» **本文部分**:
WSUSの導入・設定は決して難しい作業ではありません。しかし、先述したようにその運用には一定の人的負担とコストが発生します。WSUSサーバの運用に人員やコストを割く余裕がない場合、どうすればいいのか。最近はこうした課題解決に有効なサービスも登場しています。「IIJディレクトリサービス for Microsoft WSUSオプション」はその1つです。
クラウドサービスとして利用できるため、お客様は自前でサーバを構築することなく、容易にWSUSを導入できます。24時間365日の監視・運用体制により、WSUSサーバの運用負荷も軽減できます。
更新プログラムはIIJのサービス設備側で取得し、そこからお客様ネットワークに配信する仕組みです。取得・配信のネットワークはインターネットではなく、IIJの独自回線を使います。高品質かつ安定した通信で、お客様ネットワークのトラフィックへの影響も回避できます。

座標ラベリングデータ
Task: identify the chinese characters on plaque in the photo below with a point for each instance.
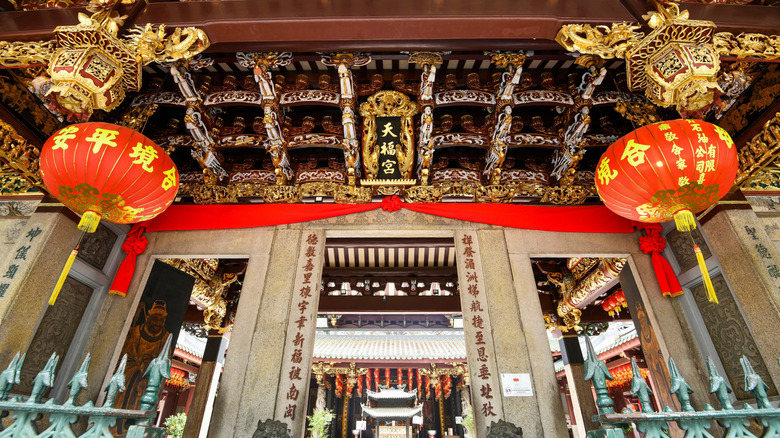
(763, 253)
(388, 132)
(477, 318)
(300, 328)
(18, 259)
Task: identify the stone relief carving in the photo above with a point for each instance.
(12, 229)
(271, 429)
(96, 247)
(503, 429)
(681, 246)
(731, 336)
(56, 330)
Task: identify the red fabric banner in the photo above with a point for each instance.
(652, 243)
(586, 219)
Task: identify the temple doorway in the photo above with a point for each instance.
(588, 297)
(389, 353)
(188, 305)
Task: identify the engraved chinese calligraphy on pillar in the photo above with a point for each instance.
(299, 343)
(485, 392)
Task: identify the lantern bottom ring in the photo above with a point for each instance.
(89, 221)
(685, 220)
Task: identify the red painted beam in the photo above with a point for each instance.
(407, 305)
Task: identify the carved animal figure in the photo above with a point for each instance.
(503, 429)
(10, 376)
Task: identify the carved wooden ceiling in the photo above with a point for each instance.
(547, 99)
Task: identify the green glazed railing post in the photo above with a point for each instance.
(596, 371)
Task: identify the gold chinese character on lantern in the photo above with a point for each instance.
(144, 155)
(387, 148)
(604, 173)
(387, 130)
(170, 178)
(102, 137)
(634, 152)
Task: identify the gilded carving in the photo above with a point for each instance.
(747, 45)
(20, 155)
(676, 63)
(90, 67)
(348, 194)
(760, 150)
(24, 53)
(763, 93)
(13, 184)
(639, 113)
(494, 193)
(567, 195)
(210, 289)
(20, 100)
(388, 104)
(605, 41)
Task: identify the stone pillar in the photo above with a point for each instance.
(751, 264)
(28, 274)
(546, 391)
(583, 405)
(509, 337)
(478, 329)
(199, 414)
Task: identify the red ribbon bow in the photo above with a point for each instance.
(134, 244)
(652, 243)
(391, 203)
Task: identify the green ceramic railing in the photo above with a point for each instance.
(27, 415)
(695, 424)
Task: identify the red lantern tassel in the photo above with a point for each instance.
(705, 275)
(65, 271)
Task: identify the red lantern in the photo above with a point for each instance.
(109, 172)
(668, 170)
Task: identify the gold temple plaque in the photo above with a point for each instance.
(388, 138)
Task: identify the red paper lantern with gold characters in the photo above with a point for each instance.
(668, 170)
(108, 172)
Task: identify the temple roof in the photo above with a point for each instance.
(397, 393)
(391, 346)
(392, 413)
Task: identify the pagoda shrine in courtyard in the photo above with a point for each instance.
(240, 218)
(391, 406)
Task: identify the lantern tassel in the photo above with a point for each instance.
(705, 275)
(89, 222)
(63, 276)
(65, 270)
(685, 220)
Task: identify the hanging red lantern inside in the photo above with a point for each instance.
(108, 172)
(668, 170)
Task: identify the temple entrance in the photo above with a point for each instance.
(589, 297)
(389, 353)
(190, 303)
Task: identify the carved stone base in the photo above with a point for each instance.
(271, 429)
(502, 429)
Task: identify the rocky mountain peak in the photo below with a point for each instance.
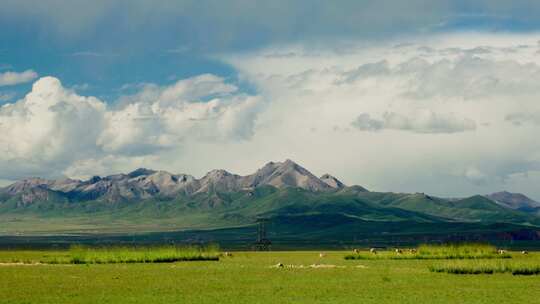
(332, 181)
(140, 172)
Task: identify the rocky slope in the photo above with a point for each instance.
(145, 183)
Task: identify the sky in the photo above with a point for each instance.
(440, 97)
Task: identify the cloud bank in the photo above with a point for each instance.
(53, 130)
(443, 114)
(421, 122)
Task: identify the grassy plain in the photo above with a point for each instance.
(248, 277)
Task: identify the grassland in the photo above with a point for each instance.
(120, 254)
(248, 277)
(521, 267)
(435, 252)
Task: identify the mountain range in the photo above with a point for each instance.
(289, 195)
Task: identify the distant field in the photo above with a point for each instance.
(252, 277)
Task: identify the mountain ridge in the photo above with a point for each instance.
(145, 197)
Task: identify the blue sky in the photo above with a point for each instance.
(98, 87)
(103, 45)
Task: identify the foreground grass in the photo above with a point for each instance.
(488, 267)
(435, 252)
(247, 277)
(114, 255)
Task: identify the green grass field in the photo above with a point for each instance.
(435, 252)
(251, 277)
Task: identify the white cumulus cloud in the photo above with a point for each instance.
(54, 131)
(13, 78)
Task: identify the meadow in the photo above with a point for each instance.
(252, 277)
(435, 252)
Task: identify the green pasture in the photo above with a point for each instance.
(255, 277)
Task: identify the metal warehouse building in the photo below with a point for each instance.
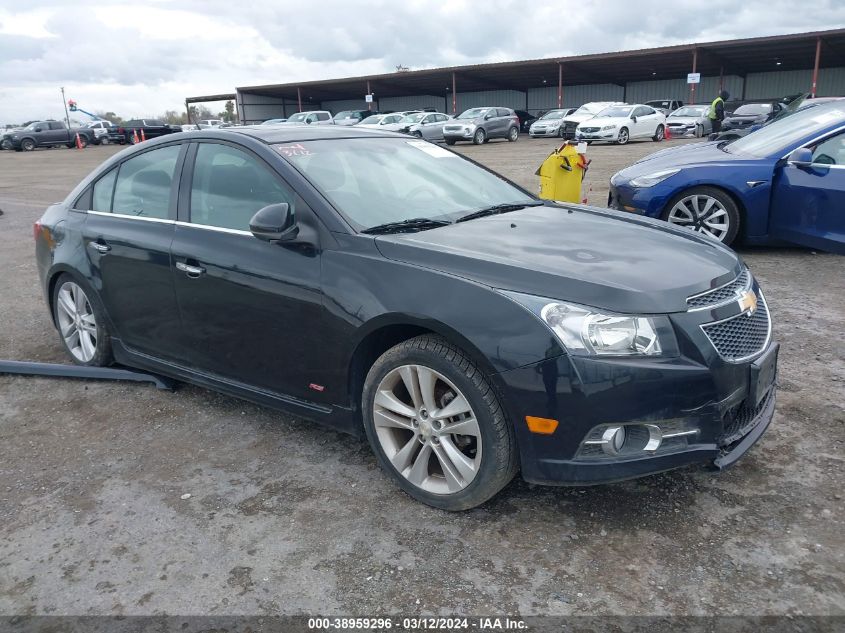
(750, 69)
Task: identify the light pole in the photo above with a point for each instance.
(64, 104)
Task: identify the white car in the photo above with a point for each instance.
(309, 117)
(380, 121)
(620, 124)
(584, 113)
(101, 131)
(550, 124)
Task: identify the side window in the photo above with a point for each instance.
(103, 190)
(144, 183)
(230, 186)
(830, 151)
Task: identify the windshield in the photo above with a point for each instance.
(615, 112)
(753, 108)
(590, 108)
(690, 111)
(473, 113)
(778, 137)
(413, 118)
(373, 181)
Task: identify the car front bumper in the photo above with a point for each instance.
(543, 132)
(716, 401)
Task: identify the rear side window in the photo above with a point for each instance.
(144, 183)
(103, 190)
(230, 186)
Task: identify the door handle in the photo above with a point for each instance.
(100, 247)
(191, 271)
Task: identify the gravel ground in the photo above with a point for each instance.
(285, 517)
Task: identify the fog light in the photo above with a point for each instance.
(613, 439)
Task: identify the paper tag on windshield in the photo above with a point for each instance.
(431, 149)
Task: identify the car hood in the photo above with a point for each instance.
(686, 120)
(594, 257)
(607, 120)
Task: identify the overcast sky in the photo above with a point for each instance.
(144, 58)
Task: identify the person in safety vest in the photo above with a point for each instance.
(717, 111)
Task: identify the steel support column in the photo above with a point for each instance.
(816, 67)
(694, 66)
(559, 85)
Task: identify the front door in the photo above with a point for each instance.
(251, 310)
(128, 232)
(808, 202)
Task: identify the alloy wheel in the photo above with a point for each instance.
(77, 324)
(701, 213)
(427, 429)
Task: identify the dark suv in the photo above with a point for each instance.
(479, 125)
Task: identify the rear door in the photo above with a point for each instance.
(251, 310)
(127, 235)
(808, 203)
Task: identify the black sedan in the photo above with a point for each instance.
(387, 287)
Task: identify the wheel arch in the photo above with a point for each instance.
(383, 332)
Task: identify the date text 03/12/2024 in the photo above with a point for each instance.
(417, 624)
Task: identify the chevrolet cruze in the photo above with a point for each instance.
(387, 287)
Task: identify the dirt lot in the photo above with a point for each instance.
(285, 517)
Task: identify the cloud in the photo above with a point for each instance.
(141, 59)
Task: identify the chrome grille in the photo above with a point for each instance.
(721, 295)
(742, 336)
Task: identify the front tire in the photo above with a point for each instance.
(436, 425)
(707, 210)
(623, 137)
(79, 317)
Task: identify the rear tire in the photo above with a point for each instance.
(451, 471)
(80, 320)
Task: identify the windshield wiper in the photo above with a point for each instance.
(497, 209)
(414, 224)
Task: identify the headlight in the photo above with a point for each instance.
(584, 331)
(649, 180)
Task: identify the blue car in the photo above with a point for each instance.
(784, 183)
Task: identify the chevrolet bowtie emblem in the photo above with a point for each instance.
(747, 302)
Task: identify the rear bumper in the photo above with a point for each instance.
(585, 393)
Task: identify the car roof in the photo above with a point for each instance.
(292, 133)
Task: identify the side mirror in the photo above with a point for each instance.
(801, 157)
(274, 223)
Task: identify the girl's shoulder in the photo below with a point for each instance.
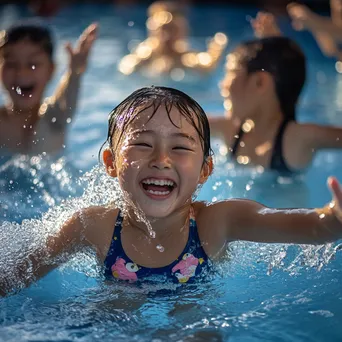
(98, 214)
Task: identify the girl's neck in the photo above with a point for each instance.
(162, 228)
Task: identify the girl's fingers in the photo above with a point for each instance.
(335, 189)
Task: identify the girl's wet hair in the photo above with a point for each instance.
(154, 97)
(284, 60)
(33, 31)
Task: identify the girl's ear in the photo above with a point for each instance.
(108, 160)
(207, 170)
(263, 80)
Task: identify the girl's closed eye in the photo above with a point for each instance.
(182, 148)
(140, 144)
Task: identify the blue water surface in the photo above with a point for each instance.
(264, 294)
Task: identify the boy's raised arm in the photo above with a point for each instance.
(62, 104)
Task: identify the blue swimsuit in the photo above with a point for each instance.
(192, 261)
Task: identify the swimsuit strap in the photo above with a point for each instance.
(237, 140)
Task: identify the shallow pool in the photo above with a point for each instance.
(266, 293)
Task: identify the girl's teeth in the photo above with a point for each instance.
(158, 192)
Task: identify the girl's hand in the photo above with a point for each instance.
(78, 56)
(336, 191)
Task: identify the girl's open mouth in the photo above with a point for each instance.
(158, 188)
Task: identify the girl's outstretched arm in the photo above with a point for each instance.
(251, 221)
(62, 105)
(315, 137)
(38, 262)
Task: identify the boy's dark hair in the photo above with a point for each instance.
(284, 60)
(123, 114)
(31, 30)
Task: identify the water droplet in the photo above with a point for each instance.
(160, 248)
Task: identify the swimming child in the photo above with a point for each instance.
(29, 125)
(270, 72)
(166, 47)
(159, 151)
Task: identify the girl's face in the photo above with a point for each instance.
(25, 70)
(159, 165)
(238, 89)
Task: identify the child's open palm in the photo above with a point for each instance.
(336, 192)
(78, 56)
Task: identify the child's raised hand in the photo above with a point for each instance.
(336, 191)
(265, 25)
(301, 16)
(78, 56)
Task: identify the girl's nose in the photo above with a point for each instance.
(160, 160)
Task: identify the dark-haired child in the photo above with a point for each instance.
(262, 84)
(159, 151)
(29, 124)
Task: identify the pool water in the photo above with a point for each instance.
(266, 293)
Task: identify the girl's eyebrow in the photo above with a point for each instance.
(173, 135)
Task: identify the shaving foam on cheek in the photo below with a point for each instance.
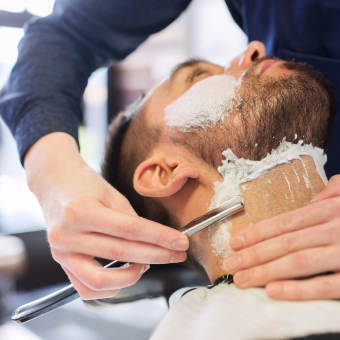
(236, 171)
(207, 102)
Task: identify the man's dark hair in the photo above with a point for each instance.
(300, 106)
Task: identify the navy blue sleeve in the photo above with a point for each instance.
(58, 54)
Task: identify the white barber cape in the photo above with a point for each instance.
(227, 312)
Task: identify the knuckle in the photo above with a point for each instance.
(300, 261)
(288, 242)
(253, 255)
(255, 235)
(296, 292)
(284, 222)
(96, 282)
(128, 231)
(160, 238)
(117, 252)
(259, 274)
(324, 288)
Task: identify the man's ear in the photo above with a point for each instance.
(160, 177)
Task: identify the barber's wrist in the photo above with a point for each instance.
(50, 154)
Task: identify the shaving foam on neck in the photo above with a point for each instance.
(205, 103)
(236, 171)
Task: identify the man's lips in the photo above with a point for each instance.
(267, 64)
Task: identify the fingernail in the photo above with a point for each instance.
(232, 262)
(274, 289)
(178, 257)
(180, 244)
(242, 277)
(237, 242)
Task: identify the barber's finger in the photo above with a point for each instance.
(108, 247)
(91, 274)
(135, 228)
(300, 264)
(282, 245)
(318, 288)
(331, 190)
(86, 293)
(305, 217)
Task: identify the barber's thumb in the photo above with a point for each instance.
(331, 190)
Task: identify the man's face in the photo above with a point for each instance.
(182, 179)
(188, 74)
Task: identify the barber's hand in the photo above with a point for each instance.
(301, 243)
(87, 218)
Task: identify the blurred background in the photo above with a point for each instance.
(27, 270)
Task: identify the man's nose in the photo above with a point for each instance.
(255, 50)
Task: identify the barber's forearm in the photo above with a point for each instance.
(48, 159)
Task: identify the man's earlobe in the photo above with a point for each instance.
(162, 178)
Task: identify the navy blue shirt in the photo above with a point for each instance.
(58, 53)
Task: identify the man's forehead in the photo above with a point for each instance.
(193, 62)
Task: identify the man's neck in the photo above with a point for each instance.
(285, 188)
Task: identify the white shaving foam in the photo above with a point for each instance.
(236, 171)
(205, 103)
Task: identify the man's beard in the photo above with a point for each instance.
(295, 106)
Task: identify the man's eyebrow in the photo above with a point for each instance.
(189, 63)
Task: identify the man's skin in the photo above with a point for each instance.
(265, 197)
(86, 217)
(183, 183)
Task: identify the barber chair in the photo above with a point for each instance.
(159, 280)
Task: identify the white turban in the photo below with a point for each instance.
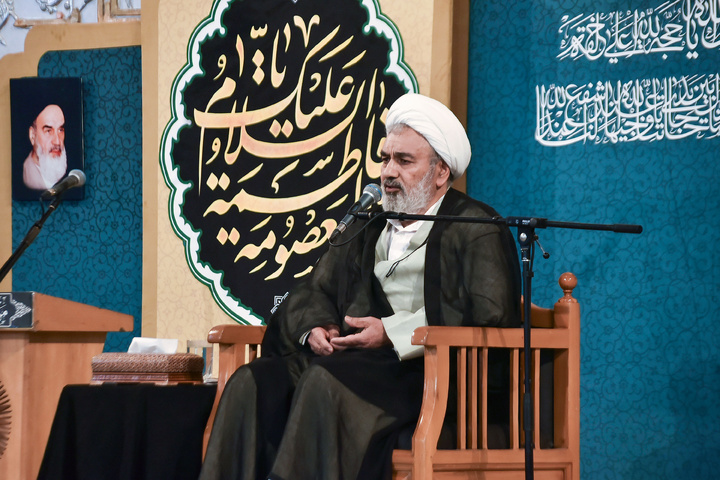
(437, 124)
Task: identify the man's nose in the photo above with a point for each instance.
(389, 169)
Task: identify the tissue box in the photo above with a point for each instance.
(158, 368)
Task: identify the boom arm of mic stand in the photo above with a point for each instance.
(29, 238)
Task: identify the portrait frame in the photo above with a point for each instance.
(29, 96)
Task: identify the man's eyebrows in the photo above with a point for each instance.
(403, 155)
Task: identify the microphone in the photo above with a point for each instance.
(76, 178)
(371, 195)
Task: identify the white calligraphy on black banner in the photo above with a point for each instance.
(278, 118)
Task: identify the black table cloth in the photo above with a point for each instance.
(128, 432)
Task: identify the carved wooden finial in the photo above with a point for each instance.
(568, 281)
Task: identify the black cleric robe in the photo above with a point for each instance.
(302, 416)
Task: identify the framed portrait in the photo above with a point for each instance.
(46, 118)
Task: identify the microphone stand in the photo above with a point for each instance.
(29, 238)
(526, 238)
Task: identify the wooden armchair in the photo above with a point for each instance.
(554, 330)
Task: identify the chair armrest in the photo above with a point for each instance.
(235, 333)
(489, 337)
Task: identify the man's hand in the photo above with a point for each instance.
(320, 337)
(371, 335)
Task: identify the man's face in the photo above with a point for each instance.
(47, 134)
(412, 176)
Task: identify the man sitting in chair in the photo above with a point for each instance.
(339, 379)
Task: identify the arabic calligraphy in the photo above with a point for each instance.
(285, 116)
(673, 26)
(647, 110)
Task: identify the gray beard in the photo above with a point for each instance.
(414, 200)
(52, 168)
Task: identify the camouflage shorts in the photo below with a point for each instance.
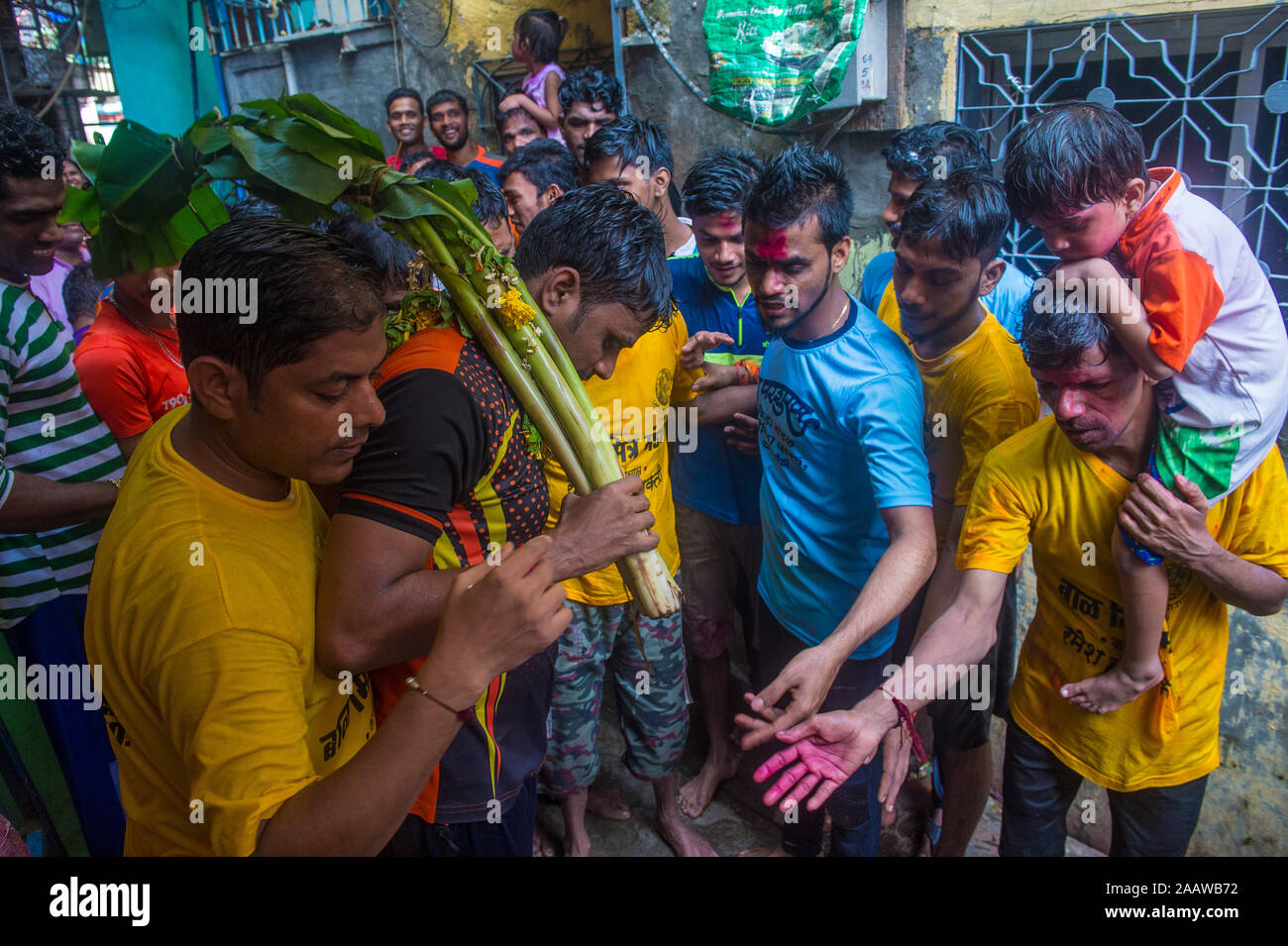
(652, 695)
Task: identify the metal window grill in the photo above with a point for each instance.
(47, 59)
(243, 24)
(1207, 90)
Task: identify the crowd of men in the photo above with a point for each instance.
(395, 639)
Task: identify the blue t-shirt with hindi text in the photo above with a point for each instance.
(715, 477)
(840, 439)
(1006, 300)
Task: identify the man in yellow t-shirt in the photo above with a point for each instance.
(978, 391)
(230, 738)
(1064, 484)
(643, 405)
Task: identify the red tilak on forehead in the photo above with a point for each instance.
(773, 246)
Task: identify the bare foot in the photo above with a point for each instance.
(578, 846)
(542, 845)
(932, 829)
(683, 839)
(697, 793)
(606, 802)
(1115, 687)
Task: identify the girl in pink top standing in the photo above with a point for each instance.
(537, 35)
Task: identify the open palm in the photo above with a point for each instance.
(822, 755)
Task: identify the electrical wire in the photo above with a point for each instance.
(72, 64)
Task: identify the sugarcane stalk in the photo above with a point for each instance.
(645, 575)
(565, 416)
(419, 233)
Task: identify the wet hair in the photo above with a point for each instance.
(309, 283)
(544, 162)
(386, 252)
(443, 95)
(403, 93)
(720, 181)
(1057, 330)
(629, 141)
(912, 151)
(591, 85)
(489, 207)
(541, 31)
(81, 291)
(1072, 156)
(501, 117)
(803, 183)
(965, 213)
(26, 143)
(614, 245)
(252, 206)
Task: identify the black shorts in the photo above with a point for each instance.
(964, 723)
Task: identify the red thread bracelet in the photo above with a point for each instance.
(463, 714)
(906, 717)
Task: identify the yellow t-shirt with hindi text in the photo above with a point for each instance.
(1038, 488)
(201, 611)
(634, 404)
(977, 394)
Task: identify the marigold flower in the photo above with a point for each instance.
(513, 309)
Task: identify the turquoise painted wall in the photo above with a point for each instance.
(149, 43)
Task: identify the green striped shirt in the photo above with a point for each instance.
(47, 429)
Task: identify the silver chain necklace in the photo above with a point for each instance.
(156, 336)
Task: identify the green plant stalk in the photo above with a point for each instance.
(549, 340)
(645, 575)
(420, 235)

» **求められる内容**: WSUSの運用サービスを扱った本文を、最後の文の直後から引き継いで書き進めてもらえますか？

» **記述回答**:
このサービスは「IIJディレクトリサービス for Microsoft」のオプションサービスです。IIJディレクトリサービス for MicrosoftはActive Directoryの機能をクラウドサービスとして提供します。併せて利用すれば、Active DirectoryもWSUSもアセットレスで導入・運用できるようになります。
Active Directoryサーバを含めて一からWSUSの導入を検討している。Active DirectoryもWSUSもサーバ環境や運用はアウトソースしたい。IIJディレクトリサービス for Microsoftは、こうしたニーズにも幅広く対応できます。
<よくあるご質問>
WSUSとは何ですか?
WSUS(ダブルサス)とは、Windows Server Update Servicesの略で、Microsoft Updateサーバから更新プログラムをダウンロードして保存するソフトウェアです。詳しくはこちら
WSUSの利用に必要なものは何ですか?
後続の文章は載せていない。